Challenge:
Everything in the listing should be restated word for word.

Source data:
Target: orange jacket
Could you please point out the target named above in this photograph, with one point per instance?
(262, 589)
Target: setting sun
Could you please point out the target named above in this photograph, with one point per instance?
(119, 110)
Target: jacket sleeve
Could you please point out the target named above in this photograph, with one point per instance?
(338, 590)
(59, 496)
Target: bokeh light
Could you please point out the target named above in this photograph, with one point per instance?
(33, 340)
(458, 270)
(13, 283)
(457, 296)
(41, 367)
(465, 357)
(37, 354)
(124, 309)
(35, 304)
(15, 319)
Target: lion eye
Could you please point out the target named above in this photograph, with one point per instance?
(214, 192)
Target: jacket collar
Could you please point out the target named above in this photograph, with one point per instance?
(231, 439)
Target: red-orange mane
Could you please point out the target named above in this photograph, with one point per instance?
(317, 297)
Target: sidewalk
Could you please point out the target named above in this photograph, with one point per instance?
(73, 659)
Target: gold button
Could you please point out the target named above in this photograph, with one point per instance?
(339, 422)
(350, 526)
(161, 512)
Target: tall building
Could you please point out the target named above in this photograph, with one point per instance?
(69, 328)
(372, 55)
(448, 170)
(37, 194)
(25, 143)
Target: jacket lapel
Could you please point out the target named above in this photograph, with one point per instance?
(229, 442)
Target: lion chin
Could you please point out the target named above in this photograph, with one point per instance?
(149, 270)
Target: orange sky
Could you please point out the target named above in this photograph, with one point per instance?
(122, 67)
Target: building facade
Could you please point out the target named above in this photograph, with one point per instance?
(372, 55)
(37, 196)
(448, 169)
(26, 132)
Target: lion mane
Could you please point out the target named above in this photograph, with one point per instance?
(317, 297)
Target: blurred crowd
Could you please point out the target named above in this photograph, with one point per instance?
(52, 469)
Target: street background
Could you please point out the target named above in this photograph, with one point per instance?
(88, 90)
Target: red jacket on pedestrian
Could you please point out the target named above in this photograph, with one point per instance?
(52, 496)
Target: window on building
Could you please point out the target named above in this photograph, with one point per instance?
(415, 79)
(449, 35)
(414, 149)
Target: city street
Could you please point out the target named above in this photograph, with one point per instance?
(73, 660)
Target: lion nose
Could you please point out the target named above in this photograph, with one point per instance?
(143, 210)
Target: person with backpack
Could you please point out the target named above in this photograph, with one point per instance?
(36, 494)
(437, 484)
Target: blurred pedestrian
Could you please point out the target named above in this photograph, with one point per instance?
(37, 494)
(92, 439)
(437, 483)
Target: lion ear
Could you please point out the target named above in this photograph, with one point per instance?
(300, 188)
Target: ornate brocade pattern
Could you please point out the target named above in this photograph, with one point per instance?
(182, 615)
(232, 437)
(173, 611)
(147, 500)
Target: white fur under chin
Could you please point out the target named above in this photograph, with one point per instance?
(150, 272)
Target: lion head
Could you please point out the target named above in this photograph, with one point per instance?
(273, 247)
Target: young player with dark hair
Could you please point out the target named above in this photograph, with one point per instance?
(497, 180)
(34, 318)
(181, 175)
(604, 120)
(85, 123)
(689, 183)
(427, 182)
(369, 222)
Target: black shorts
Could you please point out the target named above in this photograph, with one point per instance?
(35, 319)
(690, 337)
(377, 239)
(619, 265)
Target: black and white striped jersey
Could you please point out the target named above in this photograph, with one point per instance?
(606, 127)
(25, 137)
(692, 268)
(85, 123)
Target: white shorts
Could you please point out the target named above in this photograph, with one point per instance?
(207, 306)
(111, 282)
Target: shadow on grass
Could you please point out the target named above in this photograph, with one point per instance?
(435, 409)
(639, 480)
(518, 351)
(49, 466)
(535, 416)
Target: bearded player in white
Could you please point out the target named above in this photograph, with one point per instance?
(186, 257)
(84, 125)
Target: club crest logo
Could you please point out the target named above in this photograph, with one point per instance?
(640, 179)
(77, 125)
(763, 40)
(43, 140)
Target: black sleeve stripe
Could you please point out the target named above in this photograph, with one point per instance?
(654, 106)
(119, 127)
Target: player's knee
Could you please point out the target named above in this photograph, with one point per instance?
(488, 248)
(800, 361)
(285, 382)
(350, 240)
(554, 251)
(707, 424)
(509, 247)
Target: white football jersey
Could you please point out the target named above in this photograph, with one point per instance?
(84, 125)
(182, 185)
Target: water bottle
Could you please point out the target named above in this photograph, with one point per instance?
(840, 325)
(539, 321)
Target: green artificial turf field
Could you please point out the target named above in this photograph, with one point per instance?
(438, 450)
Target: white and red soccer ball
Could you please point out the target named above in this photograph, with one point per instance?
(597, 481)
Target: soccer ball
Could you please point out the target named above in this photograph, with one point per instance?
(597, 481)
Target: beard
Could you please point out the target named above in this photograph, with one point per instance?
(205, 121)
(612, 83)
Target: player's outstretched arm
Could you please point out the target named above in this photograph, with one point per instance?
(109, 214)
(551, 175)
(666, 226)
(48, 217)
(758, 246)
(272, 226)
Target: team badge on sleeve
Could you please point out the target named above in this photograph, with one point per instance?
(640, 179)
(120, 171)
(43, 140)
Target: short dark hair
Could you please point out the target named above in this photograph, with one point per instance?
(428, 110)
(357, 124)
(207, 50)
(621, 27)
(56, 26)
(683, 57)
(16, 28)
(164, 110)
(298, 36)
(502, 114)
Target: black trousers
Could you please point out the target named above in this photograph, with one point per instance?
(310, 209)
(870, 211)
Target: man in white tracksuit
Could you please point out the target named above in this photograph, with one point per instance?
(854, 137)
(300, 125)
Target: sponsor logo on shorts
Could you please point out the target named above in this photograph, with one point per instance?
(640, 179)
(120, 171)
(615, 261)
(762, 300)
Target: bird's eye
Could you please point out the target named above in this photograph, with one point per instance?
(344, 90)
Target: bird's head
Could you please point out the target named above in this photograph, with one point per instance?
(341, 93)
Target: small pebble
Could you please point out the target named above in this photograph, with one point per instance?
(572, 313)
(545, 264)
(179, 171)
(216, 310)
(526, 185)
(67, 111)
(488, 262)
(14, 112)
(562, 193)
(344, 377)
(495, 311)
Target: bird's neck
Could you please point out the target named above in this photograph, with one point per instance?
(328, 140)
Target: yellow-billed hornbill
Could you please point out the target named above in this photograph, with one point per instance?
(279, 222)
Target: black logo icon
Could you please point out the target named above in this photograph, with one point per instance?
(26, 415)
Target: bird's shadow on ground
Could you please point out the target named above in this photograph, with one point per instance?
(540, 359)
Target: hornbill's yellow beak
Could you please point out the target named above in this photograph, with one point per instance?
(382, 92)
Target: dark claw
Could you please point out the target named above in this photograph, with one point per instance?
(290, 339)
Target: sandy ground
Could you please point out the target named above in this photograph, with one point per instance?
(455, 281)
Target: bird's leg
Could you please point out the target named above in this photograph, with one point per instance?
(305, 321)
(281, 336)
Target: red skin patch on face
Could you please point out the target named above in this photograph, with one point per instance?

Result of this exercise:
Target: orange jacket
Could you please point out the target named above in this photograph, with one point per instance?
(262, 589)
Target: setting sun
Could you please point out the target named above in this photograph, with one point per instance?
(119, 110)
Target: jacket sleeve
Could you please point out the target named above in this photograph, with one point per instance?
(338, 590)
(59, 496)
Target: bokeh light
Could you please point out the target named above in this photograph, with one point per instance?
(33, 340)
(458, 270)
(13, 283)
(457, 296)
(41, 367)
(465, 357)
(37, 354)
(124, 309)
(35, 304)
(15, 319)
Target: lion eye
Could you please point out the target named above in this photograph, with one point per instance?
(214, 192)
Target: jacket collar
Could you please point out the target named above in this photograph, with one point per instance?
(231, 439)
Target: red-orange mane
Could you please point out the target named above in this photograph, with one point per instance?
(317, 297)
Target: sidewalk
Could you please point out the target named above in this photograph, with one point per instance?
(73, 659)
Target: gold button
Could you please point out the target named above in this photograph, with one point per instance?
(339, 422)
(350, 526)
(161, 512)
Target: tall building
Could you please point out the target named above in this photograph, with one point per instance?
(69, 328)
(372, 55)
(448, 170)
(37, 194)
(25, 143)
Target: jacket lapel
Could you please point out the target named above in this photograph, with one point per instance?
(229, 442)
Target: lion chin
Could you please point out the target named above in this photograph, with one point per instance?
(149, 270)
Target: orange sky
Could you please point out the target named above in this photograph, with one point per instance?
(122, 67)
Target: building facade
Could you please point out the target named above in this photograph, with one point per instance?
(372, 55)
(37, 196)
(448, 169)
(26, 132)
Target: lion mane
Could you please point out the target named above in this photograph, with one point per instance?
(317, 297)
Target: blurred crowd
Could you please point out the target named above in this photograph, with one point per instance?
(52, 469)
Target: street background
Could you please point out the target named above in this photograph, with one point per instance?
(88, 90)
Target: red jacket on pedestrian
Could you please point out the target named above in this photograph, with one point per instance?
(52, 496)
Target: window on building
Could you please point out the target named above in this photograph, with one point per instance?
(415, 79)
(449, 35)
(414, 149)
Target: city street
Could you please point out the target named above in this photograph, with one point per instance?
(73, 660)
Target: lion nose
Could you please point out the target named above in this photograph, with one point per instance?
(143, 210)
Target: person with backpack
Could you please point out the target named above in this photograph, with one point per instance?
(36, 494)
(437, 484)
Target: blurred pedestrian
Could you please point out the target named above in this photograph, with one point per instance?
(37, 494)
(92, 439)
(437, 483)
Target: lion ear
Could you please point out the target named above in this photograph, with one point per instance?
(300, 188)
Target: ornate brocade pattern
Could you please point out the target named above in this photograph, with one point per instance?
(182, 615)
(232, 437)
(173, 611)
(147, 500)
Target: white fur under chin
Could you please point out the target named above in this photograph, with one point per instance?
(150, 272)
Target: lion head
Could you please point out the target named above in this photograph, with one point per instance?
(273, 247)
Target: young player with dark hair
Could you please point out the target named above in this photograph, with one point per instance?
(497, 180)
(34, 318)
(181, 175)
(604, 120)
(85, 123)
(689, 183)
(427, 182)
(369, 222)
Target: black shorts
Could you please point out the target named above in this photograph, with one point per instance?
(35, 319)
(690, 337)
(377, 239)
(619, 265)
Target: black and white striped jersey
Could you please point out the target named above in this photograph, with one point per instance?
(606, 127)
(25, 137)
(692, 268)
(85, 123)
Target: white shorts
Could you please point out the target named above in this photograph, with one point per instance?
(207, 306)
(111, 282)
Target: shadow on grass
Could you please point out the target named above in this photograph, with one point per instance?
(435, 409)
(639, 480)
(518, 351)
(49, 466)
(535, 416)
Target: bearded player in white
Could you please point out the target named above in this photograph, with one point per instance?
(186, 257)
(84, 125)
Target: club crest logo
Could you please point out the target named above in this photograph, with one point per instance?
(640, 179)
(77, 125)
(763, 40)
(43, 140)
Target: black sleeve stripe
Could you please point out the target named above in this photograph, with one point per instance?
(654, 106)
(119, 127)
Target: player's knee
Could you please point out the target named above in this photograph, with one point per instance?
(488, 248)
(800, 361)
(285, 382)
(350, 240)
(554, 251)
(707, 424)
(509, 247)
Target: white football jersey
Could you please point out the target named above in this photograph, with one point per instance?
(84, 125)
(182, 185)
Target: water bottle
Could you please point out the target named above in this photograph, with one point per instance?
(840, 325)
(539, 321)
Target: green artificial turf field
Could you please point out the target named above in this photograph, with one point per instance?
(438, 450)
Target: white and red soccer ball
Could you please point out the target named above in this photograph, with one point per instance?
(597, 481)
Target: soccer ball
Could you please point out the target named above in this photograph, with one point per instance?
(597, 481)
Target: beard
Could you please point out the target named above in this photograph, with one point per instance?
(205, 121)
(612, 83)
Target: player's outstretched arm
Could you please point out the target named above in this photograph, with one point per instance?
(109, 214)
(551, 175)
(666, 226)
(48, 217)
(758, 246)
(272, 226)
Target: team badge on sleeve
Could you please point out the target named above in this photograph, with one point per instance?
(640, 179)
(120, 171)
(43, 140)
Target: short dark hair
Could you please point out the target named above in this photograph, with one point per instance?
(428, 110)
(357, 124)
(207, 50)
(621, 27)
(56, 26)
(683, 57)
(16, 28)
(164, 110)
(298, 36)
(502, 114)
Target: black trousers
Could you please point out the target named above in this photograph, with one point per instance?
(310, 209)
(870, 211)
Target: man in white tracksuit
Could you please point out the target named above in this photograph, with one point per instance?
(854, 137)
(300, 125)
Target: sponsor logo on shorts
Could you please point out the target named above in this photograph, with one point per instance?
(640, 179)
(120, 171)
(615, 261)
(762, 300)
Target: bird's eye
Could you please point out the target named above in this photograph, with one point per instance?
(344, 90)
Target: bird's head
Could you please point out the target named above in this photograph, with one point per instance?
(341, 93)
Target: small pebble
Could you please point out the target named above in this photograph, with one point per instance?
(572, 313)
(545, 264)
(179, 171)
(216, 310)
(526, 185)
(67, 111)
(488, 262)
(14, 112)
(562, 193)
(344, 377)
(495, 311)
Target: bird's neck
Could you please point out the target named above in this photograph, with one point per instance?
(328, 140)
Target: yellow-billed hornbill
Could you please point out the target named above in this photograph, with one point per instance?
(279, 222)
Target: black logo icon
Could you please point out the target named above in this photograph, with one point per instance?
(26, 415)
Target: bird's shadow on ground
Could you please point out the target named above in this photograph, with one point per instance?
(540, 359)
Target: hornbill's yellow beak
Could you please point out the target named above in this photograph, with one point per instance?
(382, 92)
Target: dark claw
Could you please point out the target named above in this photograph, with one point per instance?
(290, 339)
Target: sandy ground
Could you please point out the target named above in this photograph, with one point per instance?
(455, 281)
Target: bird's leg
Could you please point out the target named above in this photograph, with one point per instance?
(305, 321)
(281, 336)
Target: red skin patch on face
Could you please point out the target named above in this photograph, with one point per instance?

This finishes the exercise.